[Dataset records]

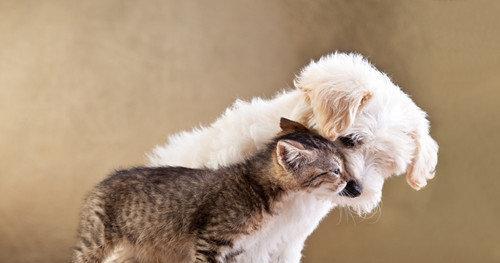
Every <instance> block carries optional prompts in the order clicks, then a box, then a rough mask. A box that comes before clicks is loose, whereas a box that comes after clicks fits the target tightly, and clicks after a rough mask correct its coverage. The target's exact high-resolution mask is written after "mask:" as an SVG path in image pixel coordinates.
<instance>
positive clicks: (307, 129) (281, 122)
mask: <svg viewBox="0 0 500 263" xmlns="http://www.w3.org/2000/svg"><path fill="white" fill-rule="evenodd" d="M280 128H281V131H283V132H285V133H289V132H294V131H304V132H307V131H309V129H308V128H307V127H306V126H304V125H302V124H301V123H298V122H296V121H292V120H289V119H287V118H283V117H282V118H281V119H280Z"/></svg>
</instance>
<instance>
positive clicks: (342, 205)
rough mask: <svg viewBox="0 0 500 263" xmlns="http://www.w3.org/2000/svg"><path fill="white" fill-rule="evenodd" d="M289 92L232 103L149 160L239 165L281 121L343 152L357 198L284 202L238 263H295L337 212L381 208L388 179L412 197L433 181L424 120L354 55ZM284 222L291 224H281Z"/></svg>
mask: <svg viewBox="0 0 500 263" xmlns="http://www.w3.org/2000/svg"><path fill="white" fill-rule="evenodd" d="M295 86H296V89H294V90H289V91H285V92H283V93H280V94H278V95H277V96H276V97H274V98H273V99H270V100H264V99H260V98H255V99H253V100H252V101H251V102H243V101H237V102H235V104H234V105H233V106H232V107H230V108H229V109H227V110H226V112H225V113H224V114H223V115H222V116H221V117H220V118H219V119H218V120H216V121H215V122H214V123H212V124H211V125H210V126H208V127H201V128H198V129H194V130H192V131H190V132H181V133H179V134H176V135H173V136H171V137H170V138H169V140H168V143H167V144H166V145H164V146H158V147H156V148H155V149H154V150H153V152H152V153H151V154H150V155H149V157H150V165H152V166H160V165H175V166H187V167H192V168H199V167H203V166H205V167H218V166H221V165H226V164H230V163H234V162H238V161H241V160H242V159H244V158H245V157H247V156H249V155H251V154H252V153H254V152H255V151H256V150H258V149H260V148H261V147H262V146H264V144H265V143H266V142H268V140H269V139H271V138H272V137H273V136H275V135H276V133H277V132H278V131H279V126H278V123H279V119H280V117H286V118H289V119H292V120H297V121H300V122H302V123H304V124H307V125H308V126H309V127H311V128H315V129H317V130H318V131H319V132H320V133H321V134H322V135H323V136H326V137H328V138H330V139H332V140H335V139H338V140H339V141H340V142H342V143H343V144H344V154H345V157H346V163H347V167H348V169H349V170H350V172H351V173H352V174H353V175H354V176H355V177H356V178H357V180H358V182H359V184H360V185H361V187H362V194H361V195H360V196H359V197H356V198H349V197H341V196H335V197H331V196H330V197H325V196H323V195H320V194H318V195H296V196H291V197H289V198H288V199H287V200H286V203H285V205H284V208H283V209H284V210H283V212H282V213H281V215H280V218H276V219H274V220H275V221H276V222H274V223H271V224H269V225H268V226H267V227H266V229H263V230H261V233H260V234H259V235H258V236H257V237H253V238H252V240H247V241H245V242H250V243H251V244H252V246H250V247H253V248H254V249H252V251H245V252H244V253H243V254H242V255H241V256H240V257H239V258H238V262H299V261H300V258H301V251H302V248H303V246H304V242H305V240H306V238H307V237H308V236H309V235H310V234H311V233H312V232H313V230H314V229H315V228H316V227H317V225H318V223H319V222H320V221H321V219H322V218H323V217H324V216H325V215H327V214H328V212H329V211H330V210H331V209H332V208H334V207H335V206H349V207H351V208H353V209H354V210H355V211H357V212H358V213H360V214H362V213H369V212H370V211H371V210H372V209H373V208H374V207H376V206H377V205H378V204H379V202H380V200H381V195H382V186H383V183H384V180H385V179H386V178H388V177H390V176H392V175H399V174H402V173H406V178H407V181H408V183H409V184H410V186H412V187H413V188H415V189H417V190H418V189H420V188H421V187H424V186H425V185H426V183H427V180H429V179H431V178H433V176H434V169H435V166H436V162H437V151H438V146H437V144H436V142H435V141H434V140H433V139H432V138H431V137H430V135H429V122H428V120H427V119H426V113H425V112H424V111H422V110H421V109H420V108H419V107H418V106H417V105H415V103H414V102H413V101H412V100H411V99H410V98H409V97H408V96H407V95H406V94H405V93H403V92H402V91H401V89H400V88H399V87H398V86H396V85H394V84H393V83H392V82H391V80H390V79H389V77H388V76H386V75H385V74H383V73H381V72H380V71H378V70H377V69H376V68H375V67H373V66H372V65H371V64H370V63H369V62H368V61H366V60H365V59H364V58H363V57H361V56H360V55H357V54H342V53H335V54H331V55H327V56H324V57H322V58H321V59H319V61H317V62H311V63H310V64H309V65H307V66H306V67H305V68H304V69H303V70H302V72H301V73H300V75H299V76H298V77H297V79H296V80H295ZM249 127H250V128H249ZM285 220H286V222H289V223H287V224H280V222H283V221H285ZM282 225H287V226H291V227H288V228H286V229H285V228H283V227H282ZM246 247H249V246H248V244H246Z"/></svg>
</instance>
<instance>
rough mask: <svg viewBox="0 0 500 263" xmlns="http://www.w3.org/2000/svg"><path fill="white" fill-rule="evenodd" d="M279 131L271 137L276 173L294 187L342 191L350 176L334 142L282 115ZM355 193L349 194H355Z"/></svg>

> _Work item_
Copy out all the data exactly; skip the pictures.

> _Answer to this task_
Every <instance> block carries optional prompts in the order clicks, then a box, then a rough mask. A box that comes before clicks is loose, whereas a box that comes after clicks fits the target tightly, and clicks after a rough mask correct its coverage. The target's exact high-resolution mask is written after "mask:" as an SVG path in image pixel coordinates.
<instance>
positive clicks: (307, 129) (281, 122)
mask: <svg viewBox="0 0 500 263" xmlns="http://www.w3.org/2000/svg"><path fill="white" fill-rule="evenodd" d="M280 128H281V131H283V132H285V133H289V132H294V131H304V132H307V131H309V129H308V128H307V127H306V126H304V125H302V124H301V123H298V122H296V121H292V120H289V119H287V118H283V117H282V118H281V119H280Z"/></svg>
</instance>
<instance>
positive clicks: (342, 205)
rough mask: <svg viewBox="0 0 500 263" xmlns="http://www.w3.org/2000/svg"><path fill="white" fill-rule="evenodd" d="M289 92L232 103L149 160L239 165L281 121L343 152L357 198L284 202L238 263H295L337 212L381 208L388 179L412 197L433 181L424 120L354 55ZM284 222L291 224H281Z"/></svg>
mask: <svg viewBox="0 0 500 263" xmlns="http://www.w3.org/2000/svg"><path fill="white" fill-rule="evenodd" d="M295 86H296V89H294V90H289V91H285V92H283V93H280V94H278V95H277V96H276V97H274V98H273V99H270V100H264V99H260V98H255V99H253V100H252V101H251V102H243V101H237V102H235V104H234V105H233V106H232V107H230V108H229V109H227V110H226V112H225V113H224V114H223V115H222V116H221V117H220V118H219V119H218V120H216V121H215V122H214V123H212V124H211V125H210V126H208V127H201V128H198V129H194V130H192V131H190V132H181V133H179V134H176V135H173V136H171V137H170V138H169V140H168V143H167V144H166V145H164V146H158V147H156V148H155V149H154V150H153V152H152V153H151V154H150V155H149V157H150V165H152V166H160V165H175V166H187V167H192V168H199V167H203V166H205V167H218V166H221V165H226V164H230V163H234V162H238V161H241V160H242V159H244V158H245V157H247V156H249V155H251V154H252V153H254V152H255V151H256V150H258V149H260V148H261V147H262V146H264V144H265V143H266V142H268V140H269V139H271V138H272V137H273V136H275V135H276V133H277V132H278V131H279V126H278V123H279V119H280V117H286V118H289V119H292V120H297V121H300V122H302V123H304V124H307V125H308V126H309V127H311V128H315V129H317V130H318V131H319V132H320V133H321V134H322V135H323V136H326V137H328V138H330V139H332V140H335V139H338V140H339V141H340V142H342V143H343V144H344V154H345V157H346V163H347V167H348V169H349V170H350V172H351V173H352V174H353V175H354V176H355V177H356V178H357V180H358V182H359V184H360V185H361V187H362V194H361V195H360V196H359V197H356V198H349V197H341V196H335V197H331V196H330V197H325V196H323V195H320V194H318V195H296V196H291V197H289V198H288V199H287V200H286V203H285V205H284V208H283V209H284V210H283V212H282V213H281V215H280V218H276V219H274V220H275V221H276V222H274V223H271V224H269V225H268V226H267V227H266V229H263V230H261V233H260V234H259V235H258V236H257V237H253V238H252V240H247V241H245V242H250V243H251V244H252V246H250V247H253V248H254V249H252V251H245V252H244V253H243V254H242V255H241V256H240V257H239V258H238V262H299V261H300V258H301V251H302V248H303V246H304V242H305V240H306V238H307V237H308V236H309V235H310V234H311V233H312V232H313V230H314V229H315V228H316V227H317V225H318V223H319V222H320V221H321V219H322V218H323V217H324V216H325V215H327V214H328V212H329V211H330V210H331V209H332V208H334V207H335V206H349V207H351V208H353V209H354V210H355V211H357V212H358V213H360V214H362V213H369V212H370V211H371V210H372V209H373V208H374V207H376V206H377V205H378V204H379V202H380V200H381V195H382V186H383V183H384V180H385V179H386V178H388V177H390V176H392V175H399V174H402V173H406V178H407V181H408V183H409V184H410V186H412V187H413V188H415V189H417V190H418V189H420V188H421V187H424V186H425V185H426V183H427V180H429V179H431V178H433V176H434V169H435V166H436V162H437V151H438V146H437V144H436V142H435V141H434V140H433V139H432V138H431V137H430V135H429V122H428V120H427V119H426V113H425V112H424V111H422V110H421V109H420V108H419V107H418V106H417V105H415V103H414V102H413V101H412V100H411V99H410V98H409V97H408V96H407V95H406V94H405V93H403V92H402V91H401V89H400V88H399V87H398V86H396V85H394V84H393V83H392V82H391V80H390V79H389V77H388V76H386V75H385V74H383V73H381V72H380V71H378V70H377V69H376V68H375V67H373V66H372V65H371V64H370V63H369V62H368V61H366V60H365V59H364V58H363V57H361V56H360V55H357V54H342V53H335V54H331V55H327V56H324V57H322V58H321V59H319V61H317V62H311V63H310V64H309V65H307V66H306V67H305V68H304V69H303V70H302V72H301V73H300V75H299V76H298V77H297V79H296V80H295ZM249 127H250V128H249ZM285 220H286V222H289V223H287V224H280V222H283V221H285ZM282 225H287V226H291V227H288V228H286V229H285V228H283V227H282ZM246 247H249V246H248V244H246Z"/></svg>
</instance>
<instance>
rough mask: <svg viewBox="0 0 500 263" xmlns="http://www.w3.org/2000/svg"><path fill="white" fill-rule="evenodd" d="M279 131L271 137L276 173L294 187L342 191L350 176L334 142L282 115ZM355 193L349 194H355Z"/></svg>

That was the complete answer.